■ Required task:
Please set out every line of the records below as a numbered list, leaving out the blank lines.
##### Records shown
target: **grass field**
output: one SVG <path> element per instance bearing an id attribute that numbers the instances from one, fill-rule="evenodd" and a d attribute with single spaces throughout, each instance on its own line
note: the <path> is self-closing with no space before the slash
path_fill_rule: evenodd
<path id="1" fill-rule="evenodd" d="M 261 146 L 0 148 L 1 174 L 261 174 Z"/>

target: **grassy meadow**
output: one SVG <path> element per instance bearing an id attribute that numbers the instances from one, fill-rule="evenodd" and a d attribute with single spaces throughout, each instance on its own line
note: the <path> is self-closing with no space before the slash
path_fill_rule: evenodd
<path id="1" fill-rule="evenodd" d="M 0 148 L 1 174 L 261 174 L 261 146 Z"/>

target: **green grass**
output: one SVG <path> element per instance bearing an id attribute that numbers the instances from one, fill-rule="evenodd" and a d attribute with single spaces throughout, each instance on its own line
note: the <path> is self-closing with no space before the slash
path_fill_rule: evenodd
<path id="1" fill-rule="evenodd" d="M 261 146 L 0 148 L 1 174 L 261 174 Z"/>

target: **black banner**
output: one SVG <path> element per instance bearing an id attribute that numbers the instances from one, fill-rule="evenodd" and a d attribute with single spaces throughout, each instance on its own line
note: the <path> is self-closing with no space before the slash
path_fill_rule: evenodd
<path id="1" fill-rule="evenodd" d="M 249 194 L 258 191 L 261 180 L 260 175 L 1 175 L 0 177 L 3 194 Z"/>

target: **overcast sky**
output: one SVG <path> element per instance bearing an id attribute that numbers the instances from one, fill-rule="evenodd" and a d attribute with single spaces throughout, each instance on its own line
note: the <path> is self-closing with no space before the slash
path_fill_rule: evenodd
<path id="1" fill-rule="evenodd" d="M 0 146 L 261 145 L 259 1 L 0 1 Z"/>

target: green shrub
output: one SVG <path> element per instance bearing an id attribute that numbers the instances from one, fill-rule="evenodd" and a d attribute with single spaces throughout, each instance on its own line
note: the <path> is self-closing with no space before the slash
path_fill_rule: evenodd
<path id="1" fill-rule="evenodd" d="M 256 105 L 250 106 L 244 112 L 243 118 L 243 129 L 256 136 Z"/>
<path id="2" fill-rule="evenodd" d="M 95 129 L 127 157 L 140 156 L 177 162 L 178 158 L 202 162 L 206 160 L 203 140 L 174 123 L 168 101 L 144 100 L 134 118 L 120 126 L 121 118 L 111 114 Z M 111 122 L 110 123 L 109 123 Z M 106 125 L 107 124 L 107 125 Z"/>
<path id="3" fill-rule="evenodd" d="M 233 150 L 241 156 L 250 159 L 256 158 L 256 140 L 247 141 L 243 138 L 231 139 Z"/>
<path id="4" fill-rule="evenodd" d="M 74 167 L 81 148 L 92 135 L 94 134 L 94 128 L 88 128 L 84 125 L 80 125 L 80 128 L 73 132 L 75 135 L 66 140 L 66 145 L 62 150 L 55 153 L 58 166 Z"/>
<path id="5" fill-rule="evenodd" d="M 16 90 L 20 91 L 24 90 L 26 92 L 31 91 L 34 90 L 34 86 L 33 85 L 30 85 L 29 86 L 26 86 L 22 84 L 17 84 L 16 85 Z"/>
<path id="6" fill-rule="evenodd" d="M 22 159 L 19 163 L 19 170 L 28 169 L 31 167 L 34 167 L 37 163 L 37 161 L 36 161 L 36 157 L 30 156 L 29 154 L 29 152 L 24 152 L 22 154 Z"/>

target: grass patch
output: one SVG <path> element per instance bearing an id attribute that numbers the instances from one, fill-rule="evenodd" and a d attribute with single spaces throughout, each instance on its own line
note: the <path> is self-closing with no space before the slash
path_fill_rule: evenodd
##########
■ Solution for this exercise:
1. target: **grass field**
2. output: one SVG <path> element per instance bearing an id attribute that numbers the instances from one, fill-rule="evenodd" and a d attribute with single spaces throughout, each instance on its own line
3. note: the <path> is self-closing with no space before the slash
4. path_fill_rule: evenodd
5. <path id="1" fill-rule="evenodd" d="M 261 146 L 0 148 L 1 174 L 261 174 Z"/>
6. target: **grassy meadow**
7. output: one SVG <path> element per instance bearing an id attribute that numbers the instances from one, fill-rule="evenodd" and a d attribute with single spaces throughout, each instance on its own line
8. note: the <path> is self-closing with no space before the slash
9. path_fill_rule: evenodd
10. <path id="1" fill-rule="evenodd" d="M 0 148 L 1 174 L 261 174 L 261 146 Z"/>
11. target: **green grass**
12. output: one SVG <path> element per instance bearing an id attribute that numbers the instances from one, fill-rule="evenodd" and a d attribute with single spaces throughout, each instance on its own line
13. note: the <path> is self-closing with no space before the slash
14. path_fill_rule: evenodd
15. <path id="1" fill-rule="evenodd" d="M 261 146 L 0 148 L 1 174 L 261 174 Z"/>
16. target: **black banner**
17. output: one SVG <path> element per instance bearing an id attribute that numbers the instances from one, fill-rule="evenodd" and a d attribute with single spaces throughout, each instance on its own line
18. note: the <path> is self-closing with no space before the slash
19. path_fill_rule: evenodd
20. <path id="1" fill-rule="evenodd" d="M 249 194 L 258 191 L 261 180 L 260 175 L 1 175 L 0 177 L 3 194 Z"/>
21. target: **overcast sky**
22. output: one SVG <path> element per instance bearing an id attribute that numbers the instances from one, fill-rule="evenodd" and a d attribute with single spaces throughout, each instance on its own line
23. note: the <path> is self-closing with no space before the slash
24. path_fill_rule: evenodd
25. <path id="1" fill-rule="evenodd" d="M 0 146 L 261 145 L 259 1 L 0 1 Z"/>
26. target: green shrub
27. output: one SVG <path> element per instance bearing an id attribute that numbers the instances from one, fill-rule="evenodd" and a d attribute with single spaces throughout, each instance on its own line
28. note: the <path> is self-closing with no space before the slash
29. path_fill_rule: evenodd
30. <path id="1" fill-rule="evenodd" d="M 256 105 L 250 106 L 244 112 L 243 118 L 243 129 L 256 136 Z"/>
31. <path id="2" fill-rule="evenodd" d="M 95 129 L 127 157 L 140 156 L 177 162 L 178 158 L 202 162 L 206 160 L 203 140 L 174 123 L 168 101 L 144 100 L 134 118 L 120 126 L 121 118 L 111 114 Z M 111 122 L 110 123 L 109 123 Z M 106 125 L 107 124 L 107 125 Z"/>
32. <path id="3" fill-rule="evenodd" d="M 233 150 L 241 156 L 250 159 L 256 158 L 256 140 L 247 141 L 243 138 L 231 139 Z"/>
33. <path id="4" fill-rule="evenodd" d="M 74 167 L 81 148 L 92 135 L 94 134 L 94 128 L 88 128 L 84 125 L 80 125 L 80 128 L 73 132 L 75 135 L 66 140 L 66 145 L 62 150 L 55 153 L 58 166 Z"/>
34. <path id="5" fill-rule="evenodd" d="M 16 90 L 20 91 L 24 90 L 26 92 L 31 91 L 34 90 L 34 86 L 33 85 L 30 85 L 29 86 L 26 86 L 22 84 L 17 84 L 16 85 Z"/>
35. <path id="6" fill-rule="evenodd" d="M 22 159 L 19 163 L 19 170 L 28 169 L 31 167 L 34 167 L 37 163 L 37 161 L 36 161 L 36 157 L 30 156 L 29 154 L 29 152 L 24 152 L 22 154 Z"/>
36. target: grass patch
37. output: one SVG <path> element per instance bearing an id attribute that numbers the instances from one, fill-rule="evenodd" and a d attribute with single spaces throughout, each instance on its own line
38. note: the <path> is self-closing with no space before the slash
39. path_fill_rule: evenodd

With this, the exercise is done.